Entries from a pointing dataset:
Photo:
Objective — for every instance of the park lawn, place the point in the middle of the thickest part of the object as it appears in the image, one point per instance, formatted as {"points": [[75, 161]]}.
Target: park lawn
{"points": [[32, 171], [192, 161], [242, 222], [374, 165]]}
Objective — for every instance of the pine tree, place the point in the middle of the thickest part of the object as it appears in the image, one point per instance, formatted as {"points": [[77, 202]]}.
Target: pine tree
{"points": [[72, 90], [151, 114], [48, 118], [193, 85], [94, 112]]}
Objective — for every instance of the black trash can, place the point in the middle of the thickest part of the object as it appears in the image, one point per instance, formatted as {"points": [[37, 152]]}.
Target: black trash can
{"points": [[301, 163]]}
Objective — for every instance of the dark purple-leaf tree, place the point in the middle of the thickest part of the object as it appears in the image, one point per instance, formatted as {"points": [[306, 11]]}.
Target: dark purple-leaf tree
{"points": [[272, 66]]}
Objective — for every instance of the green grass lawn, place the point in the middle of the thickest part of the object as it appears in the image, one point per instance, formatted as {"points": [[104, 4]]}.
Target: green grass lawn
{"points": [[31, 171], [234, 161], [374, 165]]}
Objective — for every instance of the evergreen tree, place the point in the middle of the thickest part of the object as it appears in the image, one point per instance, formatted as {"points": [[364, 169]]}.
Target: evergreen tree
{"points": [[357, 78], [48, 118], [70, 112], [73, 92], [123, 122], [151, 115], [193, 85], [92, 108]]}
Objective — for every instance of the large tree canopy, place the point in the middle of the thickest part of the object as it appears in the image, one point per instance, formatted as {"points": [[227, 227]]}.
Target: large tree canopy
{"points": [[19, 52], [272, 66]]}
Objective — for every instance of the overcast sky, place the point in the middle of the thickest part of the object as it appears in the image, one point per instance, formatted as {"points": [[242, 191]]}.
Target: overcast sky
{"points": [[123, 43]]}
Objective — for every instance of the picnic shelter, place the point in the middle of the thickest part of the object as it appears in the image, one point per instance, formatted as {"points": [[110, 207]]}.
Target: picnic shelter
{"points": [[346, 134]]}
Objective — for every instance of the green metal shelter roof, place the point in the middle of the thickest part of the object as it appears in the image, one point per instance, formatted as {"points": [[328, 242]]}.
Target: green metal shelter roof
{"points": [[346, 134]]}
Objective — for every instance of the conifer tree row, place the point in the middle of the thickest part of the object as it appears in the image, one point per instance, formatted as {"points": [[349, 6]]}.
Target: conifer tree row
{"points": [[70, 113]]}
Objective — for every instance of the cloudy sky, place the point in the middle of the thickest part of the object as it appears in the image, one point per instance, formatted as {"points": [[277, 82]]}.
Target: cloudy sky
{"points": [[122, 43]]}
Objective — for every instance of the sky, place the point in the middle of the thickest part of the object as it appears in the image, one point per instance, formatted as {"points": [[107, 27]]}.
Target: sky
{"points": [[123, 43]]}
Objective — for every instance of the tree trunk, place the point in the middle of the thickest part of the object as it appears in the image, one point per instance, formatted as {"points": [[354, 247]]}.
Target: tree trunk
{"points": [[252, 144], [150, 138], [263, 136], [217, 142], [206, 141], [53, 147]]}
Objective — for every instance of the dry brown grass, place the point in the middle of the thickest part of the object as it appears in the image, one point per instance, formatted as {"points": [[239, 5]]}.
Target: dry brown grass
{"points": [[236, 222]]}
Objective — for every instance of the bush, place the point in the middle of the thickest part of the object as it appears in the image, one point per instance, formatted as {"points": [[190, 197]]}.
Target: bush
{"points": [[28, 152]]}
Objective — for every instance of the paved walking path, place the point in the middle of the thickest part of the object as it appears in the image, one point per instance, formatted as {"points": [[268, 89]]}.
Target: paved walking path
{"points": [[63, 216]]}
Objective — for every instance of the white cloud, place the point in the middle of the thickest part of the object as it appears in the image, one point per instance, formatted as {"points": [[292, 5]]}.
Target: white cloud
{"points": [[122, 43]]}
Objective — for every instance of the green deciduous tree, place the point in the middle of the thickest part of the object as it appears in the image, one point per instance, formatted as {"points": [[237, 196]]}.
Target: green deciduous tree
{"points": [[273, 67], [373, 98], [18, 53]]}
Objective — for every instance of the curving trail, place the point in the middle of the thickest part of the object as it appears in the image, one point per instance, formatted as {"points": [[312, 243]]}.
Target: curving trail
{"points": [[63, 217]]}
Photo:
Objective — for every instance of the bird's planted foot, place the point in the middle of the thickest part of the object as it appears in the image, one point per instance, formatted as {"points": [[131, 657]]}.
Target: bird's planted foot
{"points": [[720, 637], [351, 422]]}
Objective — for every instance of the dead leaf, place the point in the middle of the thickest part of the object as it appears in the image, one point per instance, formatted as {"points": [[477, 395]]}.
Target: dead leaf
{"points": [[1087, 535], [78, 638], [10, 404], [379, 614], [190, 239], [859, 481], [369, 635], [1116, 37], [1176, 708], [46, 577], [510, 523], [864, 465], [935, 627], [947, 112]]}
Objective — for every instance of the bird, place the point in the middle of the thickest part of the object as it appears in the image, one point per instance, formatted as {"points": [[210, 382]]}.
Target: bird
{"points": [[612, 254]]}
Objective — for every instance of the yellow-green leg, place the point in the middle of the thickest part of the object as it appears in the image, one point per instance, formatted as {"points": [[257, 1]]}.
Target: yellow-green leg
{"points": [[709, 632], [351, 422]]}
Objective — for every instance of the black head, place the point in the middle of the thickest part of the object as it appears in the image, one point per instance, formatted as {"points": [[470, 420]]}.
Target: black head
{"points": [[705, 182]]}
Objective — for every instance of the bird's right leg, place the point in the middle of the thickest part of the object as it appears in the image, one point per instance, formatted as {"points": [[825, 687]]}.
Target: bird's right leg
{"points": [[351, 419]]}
---
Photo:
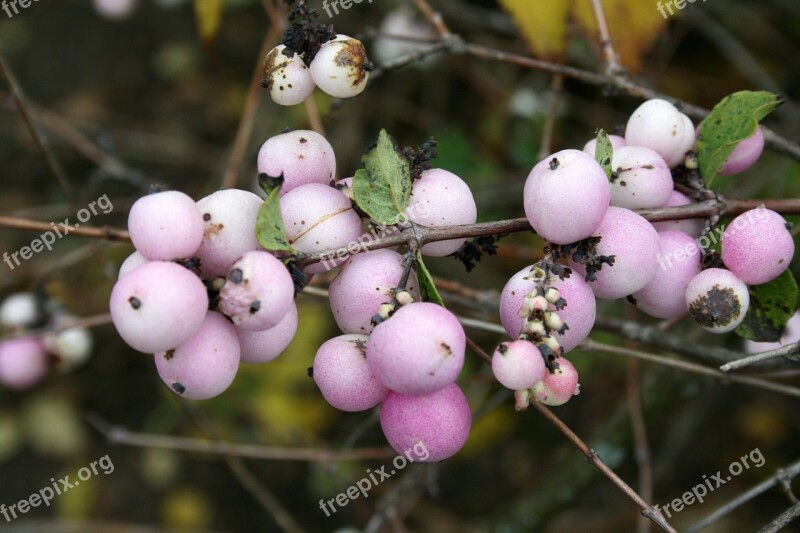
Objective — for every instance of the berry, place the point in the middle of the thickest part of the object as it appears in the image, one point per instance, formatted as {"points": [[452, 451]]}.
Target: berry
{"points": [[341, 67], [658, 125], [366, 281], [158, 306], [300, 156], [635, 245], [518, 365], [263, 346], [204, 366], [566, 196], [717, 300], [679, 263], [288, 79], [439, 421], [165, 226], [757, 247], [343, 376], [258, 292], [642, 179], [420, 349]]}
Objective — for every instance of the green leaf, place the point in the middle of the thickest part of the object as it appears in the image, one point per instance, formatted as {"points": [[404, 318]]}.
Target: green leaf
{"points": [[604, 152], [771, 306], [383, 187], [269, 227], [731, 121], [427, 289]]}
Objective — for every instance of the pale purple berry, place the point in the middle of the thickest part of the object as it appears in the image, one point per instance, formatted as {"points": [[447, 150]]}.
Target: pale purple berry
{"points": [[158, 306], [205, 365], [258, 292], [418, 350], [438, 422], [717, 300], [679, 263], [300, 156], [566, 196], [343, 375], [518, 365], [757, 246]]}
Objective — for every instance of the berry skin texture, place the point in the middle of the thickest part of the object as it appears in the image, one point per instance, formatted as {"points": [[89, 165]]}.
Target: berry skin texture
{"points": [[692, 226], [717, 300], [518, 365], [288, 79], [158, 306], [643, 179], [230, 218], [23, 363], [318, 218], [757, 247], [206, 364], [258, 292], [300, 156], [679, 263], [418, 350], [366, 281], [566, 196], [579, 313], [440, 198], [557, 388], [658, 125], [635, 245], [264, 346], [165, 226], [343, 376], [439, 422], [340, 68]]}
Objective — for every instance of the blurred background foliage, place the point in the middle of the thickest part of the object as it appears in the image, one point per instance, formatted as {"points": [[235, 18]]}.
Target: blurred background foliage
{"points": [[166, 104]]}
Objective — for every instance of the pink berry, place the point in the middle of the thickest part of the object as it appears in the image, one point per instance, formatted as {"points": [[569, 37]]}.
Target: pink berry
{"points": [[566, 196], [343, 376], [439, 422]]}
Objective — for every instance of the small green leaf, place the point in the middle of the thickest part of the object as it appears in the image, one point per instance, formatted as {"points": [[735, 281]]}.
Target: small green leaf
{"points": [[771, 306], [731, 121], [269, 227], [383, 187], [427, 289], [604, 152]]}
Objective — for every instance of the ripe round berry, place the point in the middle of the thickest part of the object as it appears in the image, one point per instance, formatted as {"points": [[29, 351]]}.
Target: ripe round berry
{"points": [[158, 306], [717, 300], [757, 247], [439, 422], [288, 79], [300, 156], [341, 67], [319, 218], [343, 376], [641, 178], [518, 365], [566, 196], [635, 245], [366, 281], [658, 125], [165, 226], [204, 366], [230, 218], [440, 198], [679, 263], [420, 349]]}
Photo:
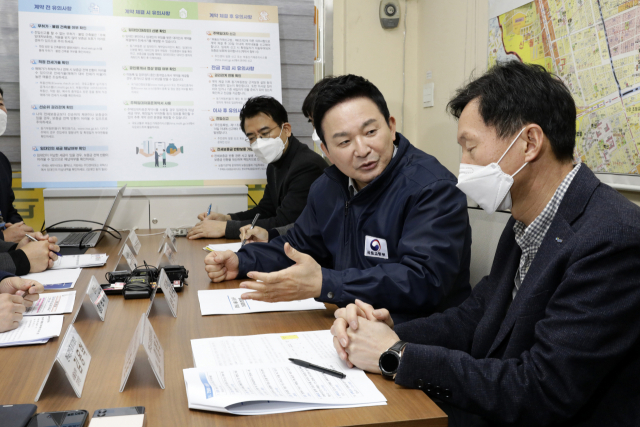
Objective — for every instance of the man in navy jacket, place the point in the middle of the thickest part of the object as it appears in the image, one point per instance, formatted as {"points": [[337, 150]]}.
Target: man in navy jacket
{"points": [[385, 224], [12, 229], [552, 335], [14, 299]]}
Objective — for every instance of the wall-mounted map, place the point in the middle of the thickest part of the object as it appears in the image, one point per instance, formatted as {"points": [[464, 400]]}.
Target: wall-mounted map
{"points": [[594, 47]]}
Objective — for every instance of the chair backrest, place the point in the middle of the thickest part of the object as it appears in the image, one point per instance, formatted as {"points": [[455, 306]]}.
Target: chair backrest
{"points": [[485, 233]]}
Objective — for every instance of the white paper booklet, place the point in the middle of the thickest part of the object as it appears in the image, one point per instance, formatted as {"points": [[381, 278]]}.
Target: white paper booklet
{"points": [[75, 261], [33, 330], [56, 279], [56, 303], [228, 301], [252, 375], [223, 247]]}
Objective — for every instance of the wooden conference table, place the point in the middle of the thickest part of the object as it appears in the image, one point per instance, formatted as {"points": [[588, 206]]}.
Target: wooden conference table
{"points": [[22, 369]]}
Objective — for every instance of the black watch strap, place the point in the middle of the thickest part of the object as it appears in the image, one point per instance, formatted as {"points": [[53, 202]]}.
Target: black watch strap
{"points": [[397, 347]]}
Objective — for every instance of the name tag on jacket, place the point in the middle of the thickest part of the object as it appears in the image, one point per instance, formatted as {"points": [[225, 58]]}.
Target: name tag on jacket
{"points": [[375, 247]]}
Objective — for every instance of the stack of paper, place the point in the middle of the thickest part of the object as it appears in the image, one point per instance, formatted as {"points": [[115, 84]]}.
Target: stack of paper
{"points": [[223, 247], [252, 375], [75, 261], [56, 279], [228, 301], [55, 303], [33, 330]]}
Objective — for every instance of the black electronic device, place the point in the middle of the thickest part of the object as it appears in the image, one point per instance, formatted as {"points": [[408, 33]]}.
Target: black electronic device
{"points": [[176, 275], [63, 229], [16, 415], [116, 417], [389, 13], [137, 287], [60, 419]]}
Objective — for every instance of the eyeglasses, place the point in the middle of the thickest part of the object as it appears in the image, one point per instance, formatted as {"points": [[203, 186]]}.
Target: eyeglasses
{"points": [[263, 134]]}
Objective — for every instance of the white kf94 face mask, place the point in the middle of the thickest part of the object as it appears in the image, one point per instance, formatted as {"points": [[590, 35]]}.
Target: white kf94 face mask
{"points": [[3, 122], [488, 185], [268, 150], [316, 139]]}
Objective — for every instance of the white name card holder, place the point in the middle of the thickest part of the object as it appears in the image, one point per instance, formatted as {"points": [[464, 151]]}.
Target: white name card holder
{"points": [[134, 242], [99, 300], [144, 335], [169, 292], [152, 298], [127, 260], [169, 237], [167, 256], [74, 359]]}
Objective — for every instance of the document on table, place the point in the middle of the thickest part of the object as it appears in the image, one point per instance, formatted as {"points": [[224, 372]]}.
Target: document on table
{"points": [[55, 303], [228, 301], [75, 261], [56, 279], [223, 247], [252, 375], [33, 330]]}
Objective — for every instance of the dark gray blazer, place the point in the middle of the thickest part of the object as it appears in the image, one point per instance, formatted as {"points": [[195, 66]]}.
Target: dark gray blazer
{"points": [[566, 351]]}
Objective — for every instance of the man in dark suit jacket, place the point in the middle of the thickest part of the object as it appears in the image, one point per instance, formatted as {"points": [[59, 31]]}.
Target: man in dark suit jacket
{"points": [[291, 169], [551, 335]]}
---
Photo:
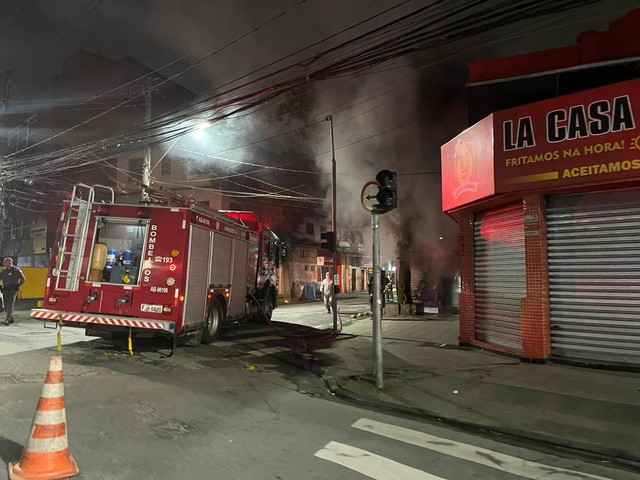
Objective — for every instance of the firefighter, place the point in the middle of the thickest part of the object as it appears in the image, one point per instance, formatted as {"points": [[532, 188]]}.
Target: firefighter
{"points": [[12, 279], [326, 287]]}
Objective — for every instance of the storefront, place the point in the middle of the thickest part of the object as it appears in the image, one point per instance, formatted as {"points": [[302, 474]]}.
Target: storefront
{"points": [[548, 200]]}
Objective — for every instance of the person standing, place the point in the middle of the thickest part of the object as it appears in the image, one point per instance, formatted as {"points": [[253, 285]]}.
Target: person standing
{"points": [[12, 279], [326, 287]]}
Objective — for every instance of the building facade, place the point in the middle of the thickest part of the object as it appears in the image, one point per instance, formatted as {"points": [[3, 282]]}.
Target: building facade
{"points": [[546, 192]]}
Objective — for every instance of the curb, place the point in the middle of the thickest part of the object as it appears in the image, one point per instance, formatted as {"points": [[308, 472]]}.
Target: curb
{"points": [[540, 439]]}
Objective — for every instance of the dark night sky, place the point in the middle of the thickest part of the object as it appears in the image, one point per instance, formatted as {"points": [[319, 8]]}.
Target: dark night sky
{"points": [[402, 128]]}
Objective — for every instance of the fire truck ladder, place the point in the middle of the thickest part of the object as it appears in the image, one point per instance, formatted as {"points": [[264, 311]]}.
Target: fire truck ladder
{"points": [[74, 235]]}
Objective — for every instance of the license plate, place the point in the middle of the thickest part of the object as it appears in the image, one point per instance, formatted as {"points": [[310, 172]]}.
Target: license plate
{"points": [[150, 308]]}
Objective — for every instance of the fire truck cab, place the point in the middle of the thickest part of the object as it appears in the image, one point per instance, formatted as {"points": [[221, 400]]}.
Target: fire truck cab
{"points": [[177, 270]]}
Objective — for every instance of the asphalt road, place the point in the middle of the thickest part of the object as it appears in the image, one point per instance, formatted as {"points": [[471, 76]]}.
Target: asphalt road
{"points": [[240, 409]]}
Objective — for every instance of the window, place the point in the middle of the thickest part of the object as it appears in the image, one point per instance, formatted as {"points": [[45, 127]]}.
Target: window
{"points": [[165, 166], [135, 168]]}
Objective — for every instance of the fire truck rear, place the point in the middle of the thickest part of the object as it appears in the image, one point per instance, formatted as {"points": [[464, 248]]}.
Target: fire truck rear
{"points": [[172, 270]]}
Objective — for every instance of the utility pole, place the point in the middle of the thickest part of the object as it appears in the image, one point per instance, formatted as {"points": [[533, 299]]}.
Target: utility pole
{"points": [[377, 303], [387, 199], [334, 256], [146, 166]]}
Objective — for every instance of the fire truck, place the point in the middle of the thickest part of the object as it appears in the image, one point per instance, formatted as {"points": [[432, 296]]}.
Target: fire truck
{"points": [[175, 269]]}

* WRITTEN EXERCISE *
How many lines of the records above contain the word "planted"? Treat case as significant and give only the number.

* WRITTEN ANSWER *
2